TASK STATEMENT – Restate every line of the material, word for word.

ENTRIES –
##########
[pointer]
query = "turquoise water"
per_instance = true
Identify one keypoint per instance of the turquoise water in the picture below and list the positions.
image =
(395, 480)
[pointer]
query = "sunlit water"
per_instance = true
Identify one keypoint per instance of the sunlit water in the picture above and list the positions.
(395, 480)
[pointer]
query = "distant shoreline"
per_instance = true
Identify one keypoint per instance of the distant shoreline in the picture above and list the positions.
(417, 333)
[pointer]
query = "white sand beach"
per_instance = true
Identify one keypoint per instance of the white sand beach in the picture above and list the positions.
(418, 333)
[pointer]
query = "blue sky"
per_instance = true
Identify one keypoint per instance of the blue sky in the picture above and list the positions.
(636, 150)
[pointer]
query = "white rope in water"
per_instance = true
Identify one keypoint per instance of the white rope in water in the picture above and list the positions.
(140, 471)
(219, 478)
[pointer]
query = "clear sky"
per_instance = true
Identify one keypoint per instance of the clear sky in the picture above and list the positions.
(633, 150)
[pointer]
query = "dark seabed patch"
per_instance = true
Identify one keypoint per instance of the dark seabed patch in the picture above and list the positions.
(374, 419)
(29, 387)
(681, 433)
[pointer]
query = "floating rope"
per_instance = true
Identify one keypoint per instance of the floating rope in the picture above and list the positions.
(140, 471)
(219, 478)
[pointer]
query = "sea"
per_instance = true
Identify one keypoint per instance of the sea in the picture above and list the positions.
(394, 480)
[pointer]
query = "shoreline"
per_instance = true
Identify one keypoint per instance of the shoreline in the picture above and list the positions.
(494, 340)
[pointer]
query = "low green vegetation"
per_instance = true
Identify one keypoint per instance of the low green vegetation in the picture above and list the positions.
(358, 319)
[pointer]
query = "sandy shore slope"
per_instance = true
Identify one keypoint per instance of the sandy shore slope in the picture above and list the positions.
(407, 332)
##########
TASK ANSWER –
[pointer]
query = "turquoise water"
per_instance = true
Identify one keypoint per instance of the turquoise water in the picture below and list the positions.
image =
(395, 480)
[pointer]
query = "sunlit water"
per_instance = true
Identify one keypoint per instance of the sunlit water in the picture above and list the positions.
(395, 480)
[pointer]
query = "distant shoreline"
per_instance = true
Identify one keypoint per instance of the distant shoreline in the picture above and list the positions.
(417, 333)
[pointer]
query = "white sand beach"
per_instance = true
Identify one keypoint per instance of the white sand beach in the picture above and list the positions.
(418, 333)
[pointer]
query = "blue sky"
per_instance = true
Identify one keypoint per instance of the blue sky in the picture above and list the positions.
(636, 150)
[pointer]
query = "white rope in water"
per_instance = true
Identify one keypoint per instance of the white rope in water in the picture above and list the positions.
(140, 471)
(219, 478)
[pointer]
query = "clear sky"
per_instance = true
Identify one keypoint per instance of the clear sky in the picture above and list the positions.
(633, 150)
[pointer]
query = "dark seabed patch"
per_instance = true
Identify one keypoint per instance of the dark seabed patch in the picture above and list the positions.
(374, 419)
(29, 387)
(681, 433)
[pointer]
query = "floating rope"
per_instance = true
Identify one keypoint per instance of the floating rope in the picture above and list the positions.
(140, 471)
(219, 478)
[pointer]
query = "sea"
per_instance = true
Identify one keypoint per instance of the sea in the picture above and list the positions.
(394, 480)
[pointer]
query = "shoreline"
per_instance = true
Identify one keypoint per instance of the shoreline in the picture above and list the positions.
(494, 340)
[pointer]
query = "low green vegetation"
per_instance = true
Identify one keypoint per instance of the low green vegetation in the picture above and list the positions.
(358, 319)
[pointer]
query = "sandy shore slope"
per_instance = true
Identify one keypoint per instance of the sandy shore slope in the picture above and list the positions.
(407, 332)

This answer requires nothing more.